*Consigne de travail 1:*
Dans le passage sur les cycles d'Uchronie(s), qui a plongé Zack dans un sommeil d'une décennie au cours du cycle New York ?
*Consigne de travail 2:*
Poursuivez le passage sur les cycles d'Uchronie(s) après sa dernière phrase.
----- Passage du texte
Les cycles d’Uchronie(s)
New Byzance
Dans cet univers, un attentat majeur à New York a conduit à la chute du capitalisme, remplacé par une théocratie fondamentaliste. Zack Kosinski, un « prescient » capable de percevoir d’autres réalités, travaille pour ce régime autoritaire. Cependant, lorsqu’il devient suspect, il est contraint de fuir et de remettre en question le système qu’il servait. Le dessin d’Éric Chabbert accentue l’atmosphère oppressante de cette société dystopique.
New Harlem
Ici, la communauté afro-américaine a pris le pouvoir, inversant les rapports de force ethniques. Zack Kosinski, toujours prescient, utilise ses dons pour rétablir la vérité historique dans une société où les Blancs vivent dans des ghettos misérables. Ce cycle, illustré par Tibéry, explore les thèmes du racisme, de l’identité et de la lutte pour l’émancipation.
New York
Dans un monde proche du nôtre, Zack se réveille après une décennie de sommeil induit par son père, Charles Kosinski. Soigné par l’infirmière Tia Brown, il est en proie à des visions de réalités alternatives, remettant en question sa propre existence. Djillali Defali illustre ce cycle introspectif qui examine les choix individuels et leurs conséquences sociales.
New Beijing
Dans cet univers, la Chine est devenue la puissance dominante. Zack et sa sœur Véronika tentent de comprendre les mécanismes de la « fusion noire », une technologie permettant de voyager entre les réalités. Aurélien Morinière offre un dessin détaillé qui reflète la complexité de cette société technocratique.
New Moscow
Ici, la Russie est au centre du pouvoir mondial. Zack et Véronika poursuivent leur quête pour maîtriser la « fusion noire », confrontés à des enjeux politiques et personnels. Nicolas Otéro illustre ce cycle où la tension est palpable.
New Delhi
Dans cet univers, l’Inde est la nation dominante, mais elle fait face à des crises écologiques majeures. Les jeunes Abha et Lakshmi incarnent l’espoir de leur peuple, cherchant des solutions pour pallier les pénuries d’eau, d’énergie et de nourriture. Djillali Defali revient au dessin pour ce cycle qui aborde les défis environnementaux.
----------
----- Extrait de données
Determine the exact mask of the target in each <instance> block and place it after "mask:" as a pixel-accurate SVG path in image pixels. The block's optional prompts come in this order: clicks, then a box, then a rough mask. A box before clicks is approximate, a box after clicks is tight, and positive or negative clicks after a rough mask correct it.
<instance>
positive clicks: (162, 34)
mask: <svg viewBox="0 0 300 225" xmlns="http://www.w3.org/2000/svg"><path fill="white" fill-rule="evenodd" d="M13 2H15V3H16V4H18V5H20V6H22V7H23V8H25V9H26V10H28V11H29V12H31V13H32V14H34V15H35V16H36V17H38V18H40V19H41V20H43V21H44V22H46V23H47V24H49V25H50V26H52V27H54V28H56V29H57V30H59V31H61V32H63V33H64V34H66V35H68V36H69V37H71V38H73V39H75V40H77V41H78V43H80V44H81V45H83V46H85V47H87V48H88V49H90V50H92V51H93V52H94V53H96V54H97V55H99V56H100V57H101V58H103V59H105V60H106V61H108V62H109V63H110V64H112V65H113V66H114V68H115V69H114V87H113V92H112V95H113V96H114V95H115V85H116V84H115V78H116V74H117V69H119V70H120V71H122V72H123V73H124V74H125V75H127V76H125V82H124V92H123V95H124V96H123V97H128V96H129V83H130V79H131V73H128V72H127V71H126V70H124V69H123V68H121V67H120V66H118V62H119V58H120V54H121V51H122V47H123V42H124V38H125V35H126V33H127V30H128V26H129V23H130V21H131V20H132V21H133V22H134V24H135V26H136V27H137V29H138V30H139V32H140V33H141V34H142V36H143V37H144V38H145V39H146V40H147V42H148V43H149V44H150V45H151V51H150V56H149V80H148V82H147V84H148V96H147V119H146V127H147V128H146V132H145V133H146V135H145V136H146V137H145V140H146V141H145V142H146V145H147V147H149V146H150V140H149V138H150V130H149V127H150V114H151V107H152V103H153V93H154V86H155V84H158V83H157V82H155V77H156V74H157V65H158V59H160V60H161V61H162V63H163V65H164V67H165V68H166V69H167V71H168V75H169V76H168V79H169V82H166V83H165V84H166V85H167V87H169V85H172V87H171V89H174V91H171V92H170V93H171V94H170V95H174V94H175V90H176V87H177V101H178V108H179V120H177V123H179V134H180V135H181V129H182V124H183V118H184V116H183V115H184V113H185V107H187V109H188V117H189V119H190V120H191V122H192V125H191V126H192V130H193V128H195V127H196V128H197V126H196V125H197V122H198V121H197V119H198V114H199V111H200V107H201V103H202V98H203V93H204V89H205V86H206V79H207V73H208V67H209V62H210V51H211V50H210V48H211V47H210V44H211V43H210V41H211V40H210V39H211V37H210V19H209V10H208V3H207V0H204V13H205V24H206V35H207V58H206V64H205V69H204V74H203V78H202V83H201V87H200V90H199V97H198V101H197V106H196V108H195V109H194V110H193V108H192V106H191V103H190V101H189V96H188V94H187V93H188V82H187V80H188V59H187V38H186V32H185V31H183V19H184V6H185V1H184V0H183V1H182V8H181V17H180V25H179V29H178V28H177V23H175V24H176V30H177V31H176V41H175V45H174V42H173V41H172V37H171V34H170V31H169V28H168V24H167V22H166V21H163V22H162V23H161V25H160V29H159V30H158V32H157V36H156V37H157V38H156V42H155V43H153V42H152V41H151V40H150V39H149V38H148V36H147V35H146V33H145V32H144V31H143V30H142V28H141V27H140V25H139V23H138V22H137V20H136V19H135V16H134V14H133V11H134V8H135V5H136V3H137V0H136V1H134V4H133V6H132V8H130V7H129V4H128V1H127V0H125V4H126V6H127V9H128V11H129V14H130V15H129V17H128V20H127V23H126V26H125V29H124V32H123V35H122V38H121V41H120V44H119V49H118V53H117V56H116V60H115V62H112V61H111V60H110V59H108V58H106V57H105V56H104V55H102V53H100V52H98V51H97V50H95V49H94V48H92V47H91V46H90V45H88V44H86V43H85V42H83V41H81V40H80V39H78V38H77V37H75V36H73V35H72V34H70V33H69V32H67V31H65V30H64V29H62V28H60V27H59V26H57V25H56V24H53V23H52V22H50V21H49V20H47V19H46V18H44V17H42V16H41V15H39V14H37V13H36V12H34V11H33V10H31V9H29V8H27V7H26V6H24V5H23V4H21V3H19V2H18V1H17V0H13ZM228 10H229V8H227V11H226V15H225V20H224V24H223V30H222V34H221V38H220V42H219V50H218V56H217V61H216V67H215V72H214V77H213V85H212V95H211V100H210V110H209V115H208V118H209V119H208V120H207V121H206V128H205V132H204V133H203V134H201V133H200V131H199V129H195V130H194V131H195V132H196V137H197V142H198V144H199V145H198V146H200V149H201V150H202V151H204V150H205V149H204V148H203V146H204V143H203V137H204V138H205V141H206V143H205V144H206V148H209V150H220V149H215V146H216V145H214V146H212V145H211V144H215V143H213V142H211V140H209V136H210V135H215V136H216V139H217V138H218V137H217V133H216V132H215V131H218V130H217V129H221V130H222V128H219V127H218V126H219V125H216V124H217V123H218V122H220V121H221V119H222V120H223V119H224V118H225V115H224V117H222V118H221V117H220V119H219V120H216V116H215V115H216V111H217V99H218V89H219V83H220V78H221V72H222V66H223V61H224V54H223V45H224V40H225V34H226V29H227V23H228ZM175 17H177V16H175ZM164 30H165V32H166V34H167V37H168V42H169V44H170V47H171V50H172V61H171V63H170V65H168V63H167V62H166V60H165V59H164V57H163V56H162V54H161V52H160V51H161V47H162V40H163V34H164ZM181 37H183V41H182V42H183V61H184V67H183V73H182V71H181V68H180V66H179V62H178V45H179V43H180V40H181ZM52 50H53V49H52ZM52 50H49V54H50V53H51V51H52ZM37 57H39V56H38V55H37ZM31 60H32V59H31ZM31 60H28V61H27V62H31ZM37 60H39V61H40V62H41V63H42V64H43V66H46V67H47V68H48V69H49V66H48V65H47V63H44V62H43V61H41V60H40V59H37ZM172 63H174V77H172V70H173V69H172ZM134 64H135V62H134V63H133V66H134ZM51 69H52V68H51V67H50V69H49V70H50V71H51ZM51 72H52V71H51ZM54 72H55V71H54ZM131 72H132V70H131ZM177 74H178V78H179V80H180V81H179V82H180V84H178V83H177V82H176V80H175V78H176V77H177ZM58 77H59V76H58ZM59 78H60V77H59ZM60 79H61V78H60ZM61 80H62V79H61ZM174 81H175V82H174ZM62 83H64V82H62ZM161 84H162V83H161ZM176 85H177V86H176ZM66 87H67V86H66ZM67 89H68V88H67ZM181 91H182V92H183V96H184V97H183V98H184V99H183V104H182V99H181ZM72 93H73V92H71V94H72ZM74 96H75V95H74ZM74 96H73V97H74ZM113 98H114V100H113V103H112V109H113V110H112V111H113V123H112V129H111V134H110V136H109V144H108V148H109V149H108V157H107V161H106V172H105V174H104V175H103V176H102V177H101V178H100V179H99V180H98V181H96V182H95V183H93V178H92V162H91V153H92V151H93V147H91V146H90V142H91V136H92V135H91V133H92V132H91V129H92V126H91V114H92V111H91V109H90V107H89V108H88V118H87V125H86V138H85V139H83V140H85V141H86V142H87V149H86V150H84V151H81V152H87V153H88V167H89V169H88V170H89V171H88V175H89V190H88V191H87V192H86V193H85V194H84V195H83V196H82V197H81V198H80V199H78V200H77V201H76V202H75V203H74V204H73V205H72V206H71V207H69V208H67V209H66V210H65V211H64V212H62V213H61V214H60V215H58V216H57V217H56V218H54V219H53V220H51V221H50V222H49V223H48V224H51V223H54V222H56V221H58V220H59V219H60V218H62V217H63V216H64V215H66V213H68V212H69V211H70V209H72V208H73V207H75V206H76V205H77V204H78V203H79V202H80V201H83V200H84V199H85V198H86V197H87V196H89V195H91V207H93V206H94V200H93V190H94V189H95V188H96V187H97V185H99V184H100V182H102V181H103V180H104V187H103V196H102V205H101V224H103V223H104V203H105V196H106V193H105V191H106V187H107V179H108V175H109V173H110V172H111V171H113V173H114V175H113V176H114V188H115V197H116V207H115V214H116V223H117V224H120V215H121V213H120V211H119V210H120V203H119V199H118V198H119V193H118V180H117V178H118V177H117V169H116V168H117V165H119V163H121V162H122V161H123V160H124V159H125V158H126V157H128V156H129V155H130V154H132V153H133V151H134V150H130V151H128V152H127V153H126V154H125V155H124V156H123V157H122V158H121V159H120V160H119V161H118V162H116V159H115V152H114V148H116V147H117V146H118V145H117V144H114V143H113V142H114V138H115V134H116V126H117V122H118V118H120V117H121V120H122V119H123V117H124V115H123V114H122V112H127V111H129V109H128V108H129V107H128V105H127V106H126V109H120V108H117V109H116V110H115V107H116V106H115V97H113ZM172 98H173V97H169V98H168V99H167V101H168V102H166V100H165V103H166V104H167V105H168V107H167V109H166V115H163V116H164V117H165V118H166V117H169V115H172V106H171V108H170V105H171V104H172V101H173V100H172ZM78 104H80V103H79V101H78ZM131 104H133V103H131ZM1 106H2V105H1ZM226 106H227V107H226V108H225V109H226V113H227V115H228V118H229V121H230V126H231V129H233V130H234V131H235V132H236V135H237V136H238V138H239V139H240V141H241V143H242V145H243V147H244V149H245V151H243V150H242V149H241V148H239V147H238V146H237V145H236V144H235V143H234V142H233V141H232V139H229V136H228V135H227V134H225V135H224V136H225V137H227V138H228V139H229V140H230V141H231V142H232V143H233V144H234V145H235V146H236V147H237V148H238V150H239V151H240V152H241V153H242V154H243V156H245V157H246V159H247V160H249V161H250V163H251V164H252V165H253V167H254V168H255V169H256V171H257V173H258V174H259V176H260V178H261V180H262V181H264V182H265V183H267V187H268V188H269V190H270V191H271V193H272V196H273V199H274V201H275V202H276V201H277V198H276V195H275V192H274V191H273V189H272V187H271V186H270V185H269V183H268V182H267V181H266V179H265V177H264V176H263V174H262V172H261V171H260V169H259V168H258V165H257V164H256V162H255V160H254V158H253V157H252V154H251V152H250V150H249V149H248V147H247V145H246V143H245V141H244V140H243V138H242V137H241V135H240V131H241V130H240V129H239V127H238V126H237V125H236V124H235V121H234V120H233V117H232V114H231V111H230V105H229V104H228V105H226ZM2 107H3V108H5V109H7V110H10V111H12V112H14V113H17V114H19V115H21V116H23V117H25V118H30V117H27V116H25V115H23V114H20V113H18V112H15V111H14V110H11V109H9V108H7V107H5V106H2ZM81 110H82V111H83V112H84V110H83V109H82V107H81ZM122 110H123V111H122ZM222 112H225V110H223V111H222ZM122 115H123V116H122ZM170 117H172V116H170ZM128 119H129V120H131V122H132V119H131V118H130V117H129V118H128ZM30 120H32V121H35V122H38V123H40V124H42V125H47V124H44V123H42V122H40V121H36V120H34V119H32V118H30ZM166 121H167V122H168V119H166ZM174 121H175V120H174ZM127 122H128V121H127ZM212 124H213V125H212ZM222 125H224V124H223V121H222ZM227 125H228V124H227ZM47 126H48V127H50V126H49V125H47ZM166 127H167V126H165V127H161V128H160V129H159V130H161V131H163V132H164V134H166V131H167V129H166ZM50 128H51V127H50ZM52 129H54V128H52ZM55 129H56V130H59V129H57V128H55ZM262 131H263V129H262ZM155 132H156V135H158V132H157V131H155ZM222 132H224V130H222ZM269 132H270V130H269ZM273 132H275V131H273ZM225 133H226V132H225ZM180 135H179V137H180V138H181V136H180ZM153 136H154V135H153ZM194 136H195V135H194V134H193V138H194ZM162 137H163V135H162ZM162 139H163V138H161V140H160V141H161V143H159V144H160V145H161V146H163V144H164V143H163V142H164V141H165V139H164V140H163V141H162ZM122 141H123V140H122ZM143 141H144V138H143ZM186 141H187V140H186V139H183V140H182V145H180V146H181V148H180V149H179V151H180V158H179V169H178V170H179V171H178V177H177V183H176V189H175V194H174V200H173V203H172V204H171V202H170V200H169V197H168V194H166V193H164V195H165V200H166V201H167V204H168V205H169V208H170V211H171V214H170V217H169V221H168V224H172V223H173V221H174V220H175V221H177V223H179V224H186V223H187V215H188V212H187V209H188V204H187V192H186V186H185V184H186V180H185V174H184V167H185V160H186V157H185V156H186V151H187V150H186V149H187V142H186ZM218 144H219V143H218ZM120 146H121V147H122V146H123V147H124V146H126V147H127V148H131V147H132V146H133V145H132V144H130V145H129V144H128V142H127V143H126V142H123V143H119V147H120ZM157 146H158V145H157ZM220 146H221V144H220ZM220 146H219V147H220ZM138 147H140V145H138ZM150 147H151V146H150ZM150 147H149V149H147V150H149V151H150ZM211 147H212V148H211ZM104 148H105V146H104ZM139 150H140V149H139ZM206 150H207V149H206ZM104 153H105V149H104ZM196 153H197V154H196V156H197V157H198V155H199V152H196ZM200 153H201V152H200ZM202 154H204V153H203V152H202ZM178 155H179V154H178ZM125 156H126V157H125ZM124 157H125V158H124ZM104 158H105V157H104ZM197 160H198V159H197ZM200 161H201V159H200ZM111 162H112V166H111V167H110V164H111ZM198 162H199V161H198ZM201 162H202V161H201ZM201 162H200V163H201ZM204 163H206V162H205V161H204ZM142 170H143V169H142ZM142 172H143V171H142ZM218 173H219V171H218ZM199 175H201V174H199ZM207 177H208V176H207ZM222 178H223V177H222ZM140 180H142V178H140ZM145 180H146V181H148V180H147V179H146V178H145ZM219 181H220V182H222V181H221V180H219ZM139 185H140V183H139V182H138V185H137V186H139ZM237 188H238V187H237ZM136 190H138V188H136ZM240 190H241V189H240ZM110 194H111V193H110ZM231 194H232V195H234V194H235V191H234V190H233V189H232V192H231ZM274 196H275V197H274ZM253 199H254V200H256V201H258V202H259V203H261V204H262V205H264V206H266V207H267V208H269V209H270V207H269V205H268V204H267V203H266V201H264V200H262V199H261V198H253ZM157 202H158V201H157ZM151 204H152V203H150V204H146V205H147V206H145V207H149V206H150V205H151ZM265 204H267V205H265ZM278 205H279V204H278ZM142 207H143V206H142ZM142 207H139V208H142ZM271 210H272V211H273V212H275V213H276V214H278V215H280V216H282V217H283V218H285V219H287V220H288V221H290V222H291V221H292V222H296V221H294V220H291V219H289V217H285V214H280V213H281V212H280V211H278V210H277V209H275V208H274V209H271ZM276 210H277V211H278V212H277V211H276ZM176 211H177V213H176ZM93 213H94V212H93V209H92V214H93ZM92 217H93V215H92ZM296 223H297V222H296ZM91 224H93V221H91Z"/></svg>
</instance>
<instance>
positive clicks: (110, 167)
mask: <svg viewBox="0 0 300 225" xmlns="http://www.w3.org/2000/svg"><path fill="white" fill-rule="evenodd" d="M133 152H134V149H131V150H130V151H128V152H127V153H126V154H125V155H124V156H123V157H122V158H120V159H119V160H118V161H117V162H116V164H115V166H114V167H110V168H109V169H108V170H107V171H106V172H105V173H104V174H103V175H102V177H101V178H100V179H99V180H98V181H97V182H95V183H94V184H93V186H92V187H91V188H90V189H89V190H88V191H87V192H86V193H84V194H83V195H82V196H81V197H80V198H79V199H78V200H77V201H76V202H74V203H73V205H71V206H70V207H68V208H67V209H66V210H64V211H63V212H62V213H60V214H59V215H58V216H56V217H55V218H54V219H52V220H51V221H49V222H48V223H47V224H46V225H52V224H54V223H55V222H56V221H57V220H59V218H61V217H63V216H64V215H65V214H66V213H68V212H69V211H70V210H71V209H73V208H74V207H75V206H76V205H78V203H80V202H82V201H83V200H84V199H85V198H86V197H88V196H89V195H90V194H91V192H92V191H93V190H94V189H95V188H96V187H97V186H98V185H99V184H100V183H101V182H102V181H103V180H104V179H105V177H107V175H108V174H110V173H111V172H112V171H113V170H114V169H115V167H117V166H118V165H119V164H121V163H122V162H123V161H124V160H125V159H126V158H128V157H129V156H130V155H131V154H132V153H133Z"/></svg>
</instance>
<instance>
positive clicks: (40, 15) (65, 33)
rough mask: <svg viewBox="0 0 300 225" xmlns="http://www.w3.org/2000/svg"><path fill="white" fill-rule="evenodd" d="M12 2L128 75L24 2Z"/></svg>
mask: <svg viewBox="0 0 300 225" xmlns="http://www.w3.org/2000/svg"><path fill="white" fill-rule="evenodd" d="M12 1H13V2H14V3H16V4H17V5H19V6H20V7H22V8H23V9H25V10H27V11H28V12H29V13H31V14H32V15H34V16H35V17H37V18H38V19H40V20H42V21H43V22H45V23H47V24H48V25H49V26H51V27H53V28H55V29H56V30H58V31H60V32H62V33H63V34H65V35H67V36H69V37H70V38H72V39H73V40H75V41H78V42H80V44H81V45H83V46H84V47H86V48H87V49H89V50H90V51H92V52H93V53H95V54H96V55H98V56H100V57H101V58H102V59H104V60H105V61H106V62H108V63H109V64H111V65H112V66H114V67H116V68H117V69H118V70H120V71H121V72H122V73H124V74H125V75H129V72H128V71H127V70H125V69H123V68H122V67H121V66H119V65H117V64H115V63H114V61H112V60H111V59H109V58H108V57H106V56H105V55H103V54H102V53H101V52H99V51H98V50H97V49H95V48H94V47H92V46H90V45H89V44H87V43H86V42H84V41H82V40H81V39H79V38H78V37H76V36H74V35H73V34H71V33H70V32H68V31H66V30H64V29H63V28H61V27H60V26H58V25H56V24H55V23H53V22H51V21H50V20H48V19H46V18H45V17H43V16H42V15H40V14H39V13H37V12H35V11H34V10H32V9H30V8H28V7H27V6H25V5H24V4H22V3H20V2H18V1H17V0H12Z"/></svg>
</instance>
----------
*Zone de réponse 1:*
Son père, Charles Kosinski.

*Zone de réponse 2:*
Des thématiques universelles et complexes
Chaque saison de Uchronie[s] se conclut par un épilogue qui relie les différents cycles. Dans le premier, Zack et Tia tentent de retourner dans leur réalité d’origine grâce à la « fusion noire ». Le second épilogue approfondit les conséquences de leurs actions sur les multiples réalités. Ces conclusions offrent une perspective globale sur les thèmes abordés tout au long de la série.
Cette dernière explore des sujets universels et complexes, comme le pouvoir, l’identité, la liberté et la discrimination, en les intégrant dans des scénarios dystopiques où l’histoire a divergé. Chaque cycle pose des questions sur la manière dont l’humanité évolue face à des crises majeures, qu’elles soient politiques, raciales ou économiques.
Le traitement visuel de chaque volet, réalisé par des dessinateurs au trait défini et singulier, permet de renforcer les spécificités de chaque monde. Les styles graphiques varient en fonction des thèmes abordés, créant des ambiances visuelles cohérentes avec l’intrigue et le ton général de chaque arc narratif.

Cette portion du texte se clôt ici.